## THE RECORDS
--------------------
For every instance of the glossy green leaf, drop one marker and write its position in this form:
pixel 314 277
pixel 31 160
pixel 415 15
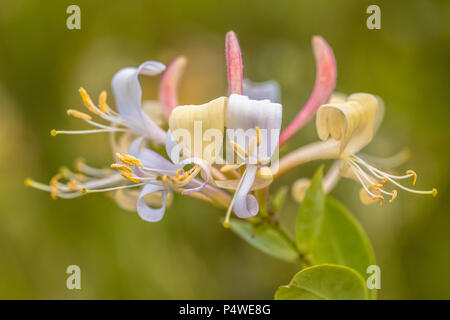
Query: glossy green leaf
pixel 324 282
pixel 326 232
pixel 266 238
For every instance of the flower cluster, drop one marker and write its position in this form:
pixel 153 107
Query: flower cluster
pixel 226 149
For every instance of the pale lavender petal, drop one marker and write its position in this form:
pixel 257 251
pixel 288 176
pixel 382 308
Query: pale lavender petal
pixel 262 90
pixel 246 205
pixel 168 88
pixel 323 87
pixel 234 63
pixel 204 167
pixel 243 113
pixel 147 213
pixel 128 94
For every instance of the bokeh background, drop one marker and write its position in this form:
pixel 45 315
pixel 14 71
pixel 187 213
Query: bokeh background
pixel 189 254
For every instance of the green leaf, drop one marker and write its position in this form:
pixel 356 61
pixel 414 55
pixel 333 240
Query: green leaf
pixel 324 282
pixel 326 232
pixel 279 199
pixel 266 238
pixel 310 218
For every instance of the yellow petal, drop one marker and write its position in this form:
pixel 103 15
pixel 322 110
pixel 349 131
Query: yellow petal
pixel 351 122
pixel 263 178
pixel 198 130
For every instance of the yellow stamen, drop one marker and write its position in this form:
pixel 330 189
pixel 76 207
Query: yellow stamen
pixel 128 176
pixel 78 114
pixel 414 175
pixel 121 167
pixel 129 160
pixel 258 135
pixel 238 148
pixel 54 186
pixel 378 197
pixel 102 102
pixel 28 182
pixel 88 101
pixel 394 195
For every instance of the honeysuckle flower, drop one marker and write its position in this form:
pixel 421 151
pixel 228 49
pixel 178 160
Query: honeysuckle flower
pixel 351 125
pixel 269 90
pixel 141 167
pixel 323 87
pixel 133 116
pixel 252 134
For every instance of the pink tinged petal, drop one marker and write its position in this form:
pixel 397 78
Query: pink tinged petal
pixel 323 88
pixel 128 94
pixel 234 63
pixel 245 205
pixel 168 89
pixel 262 90
pixel 147 213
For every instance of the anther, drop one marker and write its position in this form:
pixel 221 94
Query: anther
pixel 72 185
pixel 394 195
pixel 121 167
pixel 53 185
pixel 414 175
pixel 434 192
pixel 78 114
pixel 88 101
pixel 238 148
pixel 179 172
pixel 378 197
pixel 377 186
pixel 228 167
pixel 102 102
pixel 129 160
pixel 258 135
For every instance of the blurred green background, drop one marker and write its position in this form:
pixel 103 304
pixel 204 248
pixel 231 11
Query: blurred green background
pixel 189 254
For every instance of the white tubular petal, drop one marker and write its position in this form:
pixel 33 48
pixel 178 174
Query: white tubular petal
pixel 197 131
pixel 262 90
pixel 245 114
pixel 204 167
pixel 154 110
pixel 351 123
pixel 128 93
pixel 127 199
pixel 245 205
pixel 147 213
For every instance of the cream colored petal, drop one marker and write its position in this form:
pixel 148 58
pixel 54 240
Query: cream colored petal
pixel 198 130
pixel 352 122
pixel 154 110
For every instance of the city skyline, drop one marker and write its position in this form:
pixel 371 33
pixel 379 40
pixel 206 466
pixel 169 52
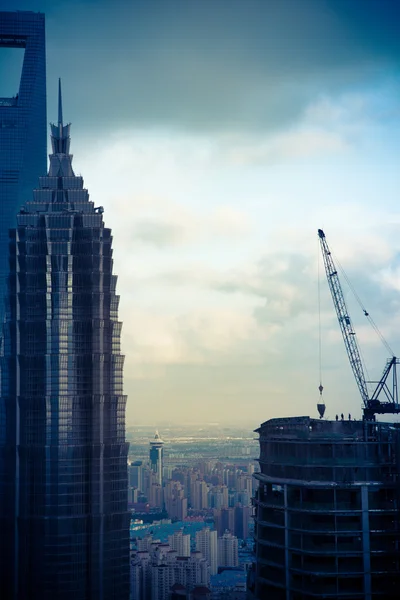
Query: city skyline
pixel 63 452
pixel 227 138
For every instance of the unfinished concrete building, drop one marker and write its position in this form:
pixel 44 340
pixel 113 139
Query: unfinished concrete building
pixel 327 510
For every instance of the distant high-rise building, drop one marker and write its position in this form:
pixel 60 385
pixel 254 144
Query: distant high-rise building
pixel 224 520
pixel 228 550
pixel 206 543
pixel 23 126
pixel 241 521
pixel 199 495
pixel 156 456
pixel 136 475
pixel 159 573
pixel 175 501
pixel 63 455
pixel 327 520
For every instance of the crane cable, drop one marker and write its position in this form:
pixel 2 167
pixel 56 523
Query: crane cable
pixel 366 313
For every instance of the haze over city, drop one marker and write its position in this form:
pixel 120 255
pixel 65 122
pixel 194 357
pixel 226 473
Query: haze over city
pixel 218 137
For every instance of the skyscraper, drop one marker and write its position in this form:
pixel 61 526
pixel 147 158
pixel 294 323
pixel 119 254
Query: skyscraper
pixel 206 543
pixel 63 456
pixel 23 146
pixel 228 550
pixel 327 520
pixel 156 456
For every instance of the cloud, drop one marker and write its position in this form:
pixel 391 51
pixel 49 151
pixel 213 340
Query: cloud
pixel 159 233
pixel 216 66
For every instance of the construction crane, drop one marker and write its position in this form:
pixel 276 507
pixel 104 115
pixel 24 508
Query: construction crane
pixel 386 387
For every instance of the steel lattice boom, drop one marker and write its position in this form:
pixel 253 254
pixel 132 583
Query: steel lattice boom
pixel 372 405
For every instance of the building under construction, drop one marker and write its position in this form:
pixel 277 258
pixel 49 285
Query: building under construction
pixel 327 510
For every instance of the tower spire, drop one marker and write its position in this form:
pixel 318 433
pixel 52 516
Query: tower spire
pixel 60 158
pixel 60 120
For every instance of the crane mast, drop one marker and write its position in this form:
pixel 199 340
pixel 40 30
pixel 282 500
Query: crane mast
pixel 372 405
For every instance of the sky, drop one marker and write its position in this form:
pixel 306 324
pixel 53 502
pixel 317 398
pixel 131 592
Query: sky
pixel 219 136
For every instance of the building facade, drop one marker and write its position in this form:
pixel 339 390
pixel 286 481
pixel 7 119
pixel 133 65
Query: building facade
pixel 228 550
pixel 327 518
pixel 206 543
pixel 156 456
pixel 23 126
pixel 63 455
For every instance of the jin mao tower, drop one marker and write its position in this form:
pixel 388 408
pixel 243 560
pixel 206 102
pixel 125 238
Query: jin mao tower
pixel 63 456
pixel 22 124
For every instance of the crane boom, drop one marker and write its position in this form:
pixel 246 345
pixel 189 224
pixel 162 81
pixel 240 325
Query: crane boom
pixel 342 313
pixel 372 405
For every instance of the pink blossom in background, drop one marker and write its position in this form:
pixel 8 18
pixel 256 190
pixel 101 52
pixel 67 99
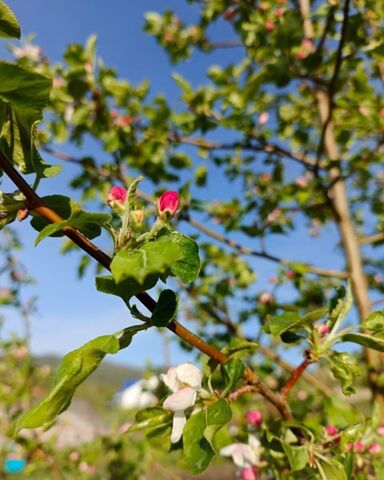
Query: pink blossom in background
pixel 265 297
pixel 249 473
pixel 323 329
pixel 374 448
pixel 263 118
pixel 254 417
pixel 117 194
pixel 168 203
pixel 331 430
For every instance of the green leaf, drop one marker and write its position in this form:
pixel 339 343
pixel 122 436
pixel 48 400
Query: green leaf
pixel 9 26
pixel 292 321
pixel 297 456
pixel 219 414
pixel 345 369
pixel 331 469
pixel 240 347
pixel 165 309
pixel 374 323
pixel 154 257
pixel 89 224
pixel 74 369
pixel 153 417
pixel 23 96
pixel 175 253
pixel 232 371
pixel 366 340
pixel 187 268
pixel 197 451
pixel 126 289
pixel 340 305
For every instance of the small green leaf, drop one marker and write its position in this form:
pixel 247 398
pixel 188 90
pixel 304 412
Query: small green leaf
pixel 345 369
pixel 369 341
pixel 240 347
pixel 23 96
pixel 126 289
pixel 165 309
pixel 151 418
pixel 374 324
pixel 297 456
pixel 340 305
pixel 175 253
pixel 154 257
pixel 197 451
pixel 218 414
pixel 187 268
pixel 232 371
pixel 9 26
pixel 74 369
pixel 292 321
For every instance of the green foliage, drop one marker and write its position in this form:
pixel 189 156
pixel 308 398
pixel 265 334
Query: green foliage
pixel 232 371
pixel 89 224
pixel 23 95
pixel 197 449
pixel 165 309
pixel 345 368
pixel 292 321
pixel 173 254
pixel 298 456
pixel 74 369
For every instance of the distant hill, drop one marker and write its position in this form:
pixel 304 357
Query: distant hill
pixel 101 385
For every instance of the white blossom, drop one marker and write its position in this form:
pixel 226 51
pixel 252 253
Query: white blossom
pixel 184 381
pixel 244 455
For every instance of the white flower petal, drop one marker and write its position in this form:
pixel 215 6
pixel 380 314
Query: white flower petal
pixel 255 445
pixel 188 374
pixel 170 379
pixel 179 421
pixel 180 400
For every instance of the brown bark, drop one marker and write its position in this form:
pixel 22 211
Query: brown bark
pixel 339 200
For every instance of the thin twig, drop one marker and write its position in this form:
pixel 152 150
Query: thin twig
pixel 332 83
pixel 36 204
pixel 325 272
pixel 296 374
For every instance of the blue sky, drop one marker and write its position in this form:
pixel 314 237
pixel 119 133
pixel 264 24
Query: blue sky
pixel 71 312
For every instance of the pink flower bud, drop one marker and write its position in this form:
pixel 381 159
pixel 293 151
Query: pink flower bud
pixel 254 417
pixel 331 430
pixel 358 447
pixel 168 203
pixel 249 473
pixel 263 118
pixel 116 195
pixel 323 329
pixel 265 298
pixel 123 121
pixel 374 448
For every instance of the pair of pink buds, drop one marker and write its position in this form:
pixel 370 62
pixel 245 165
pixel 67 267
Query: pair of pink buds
pixel 167 204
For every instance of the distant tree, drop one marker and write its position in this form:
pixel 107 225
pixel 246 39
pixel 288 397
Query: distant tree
pixel 291 127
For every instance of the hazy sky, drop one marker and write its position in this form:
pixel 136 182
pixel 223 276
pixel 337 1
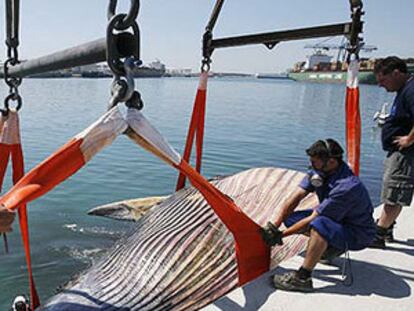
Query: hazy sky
pixel 171 30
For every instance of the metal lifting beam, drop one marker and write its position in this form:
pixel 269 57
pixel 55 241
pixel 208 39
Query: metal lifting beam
pixel 85 54
pixel 270 39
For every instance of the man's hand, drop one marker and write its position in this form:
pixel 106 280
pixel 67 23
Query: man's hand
pixel 403 141
pixel 271 235
pixel 6 219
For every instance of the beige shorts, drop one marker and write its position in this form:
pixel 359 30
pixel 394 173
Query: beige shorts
pixel 398 180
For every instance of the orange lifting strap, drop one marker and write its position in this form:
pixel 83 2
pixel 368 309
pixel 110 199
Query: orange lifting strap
pixel 10 146
pixel 196 126
pixel 353 117
pixel 253 256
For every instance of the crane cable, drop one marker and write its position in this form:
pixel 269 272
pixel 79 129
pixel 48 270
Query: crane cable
pixel 10 143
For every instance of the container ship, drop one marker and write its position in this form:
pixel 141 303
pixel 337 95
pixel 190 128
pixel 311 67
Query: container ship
pixel 319 67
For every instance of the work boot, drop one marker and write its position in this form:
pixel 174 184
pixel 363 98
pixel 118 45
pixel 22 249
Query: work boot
pixel 379 240
pixel 291 281
pixel 389 235
pixel 330 254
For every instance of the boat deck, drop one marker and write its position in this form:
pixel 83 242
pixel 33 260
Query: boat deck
pixel 383 280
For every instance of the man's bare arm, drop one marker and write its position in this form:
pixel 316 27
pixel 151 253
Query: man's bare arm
pixel 301 226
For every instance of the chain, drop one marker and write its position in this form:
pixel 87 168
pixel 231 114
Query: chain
pixel 355 41
pixel 12 43
pixel 123 85
pixel 206 61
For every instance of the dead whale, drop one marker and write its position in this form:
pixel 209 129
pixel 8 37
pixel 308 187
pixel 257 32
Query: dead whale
pixel 180 255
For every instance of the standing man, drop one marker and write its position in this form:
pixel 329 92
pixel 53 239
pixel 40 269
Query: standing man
pixel 342 221
pixel 397 140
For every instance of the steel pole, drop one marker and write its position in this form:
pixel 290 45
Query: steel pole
pixel 85 54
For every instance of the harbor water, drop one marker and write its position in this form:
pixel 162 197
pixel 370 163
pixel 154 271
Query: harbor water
pixel 249 123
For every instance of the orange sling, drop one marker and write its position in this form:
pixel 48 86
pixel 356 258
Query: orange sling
pixel 10 146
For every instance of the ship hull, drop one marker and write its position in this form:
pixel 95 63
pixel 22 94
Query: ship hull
pixel 365 77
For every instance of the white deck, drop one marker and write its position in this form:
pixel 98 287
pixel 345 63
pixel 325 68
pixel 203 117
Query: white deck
pixel 383 280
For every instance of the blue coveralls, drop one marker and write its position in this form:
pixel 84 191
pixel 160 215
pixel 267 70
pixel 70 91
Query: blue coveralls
pixel 344 218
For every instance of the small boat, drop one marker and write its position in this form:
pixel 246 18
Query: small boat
pixel 381 115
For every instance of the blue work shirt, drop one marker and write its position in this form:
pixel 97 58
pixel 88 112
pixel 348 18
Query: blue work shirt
pixel 401 118
pixel 343 198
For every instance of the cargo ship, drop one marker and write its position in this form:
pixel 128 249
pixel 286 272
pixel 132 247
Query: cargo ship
pixel 319 67
pixel 155 69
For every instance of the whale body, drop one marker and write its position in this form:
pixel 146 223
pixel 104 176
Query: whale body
pixel 181 256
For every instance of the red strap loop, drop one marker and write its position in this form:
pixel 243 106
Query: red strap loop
pixel 196 127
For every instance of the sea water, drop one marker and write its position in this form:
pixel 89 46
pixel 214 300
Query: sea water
pixel 249 123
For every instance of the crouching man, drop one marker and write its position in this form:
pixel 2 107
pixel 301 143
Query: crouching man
pixel 342 221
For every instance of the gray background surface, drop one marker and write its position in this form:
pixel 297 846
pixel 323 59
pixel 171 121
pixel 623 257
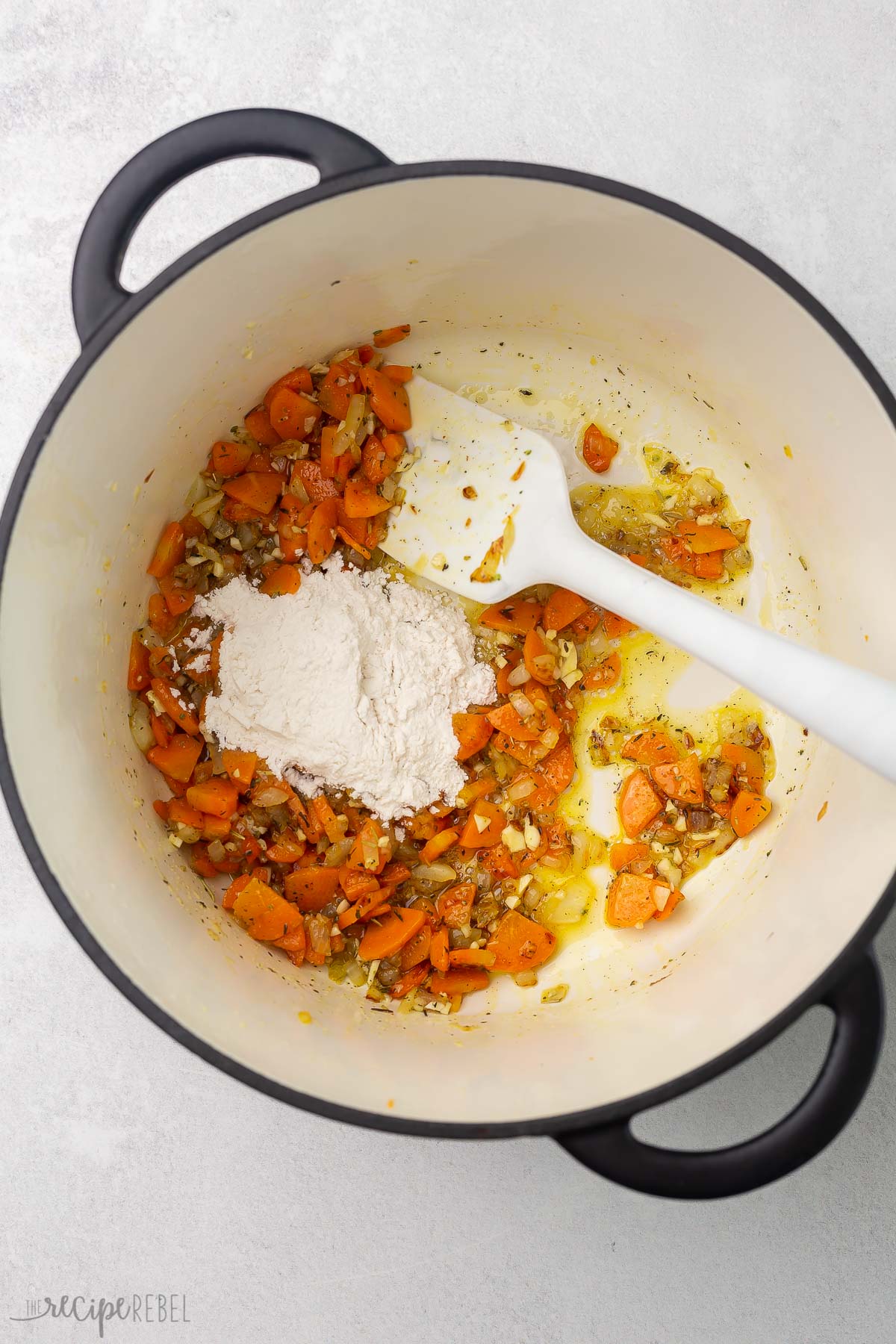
--------------------
## SET EXERCISE
Change "metal lifting beam" to "steel lifting beam" in the rows starting with the line with "For every instance of the hazy" and going on through the line with "pixel 398 180", keeping everything else the same. Give back only those rows, without the pictures.

## OUTPUT
For every instance of the hazy sky, drop one marker and write its position in this form:
pixel 136 182
pixel 223 276
pixel 337 1
Query: hazy sky
pixel 171 30
For every instance of the steel lifting beam, drop one marker and write its position in this form:
pixel 269 57
pixel 55 241
pixel 208 39
Query: steel lifting beam
pixel 85 54
pixel 270 39
For every instance of the man's hand, drop one marker and write its position in this form:
pixel 106 280
pixel 67 23
Query: man's hand
pixel 403 141
pixel 271 235
pixel 6 219
For every instance of the beige shorts, drop one marker and write its position in this form:
pixel 359 30
pixel 394 173
Query: beige shorts
pixel 398 180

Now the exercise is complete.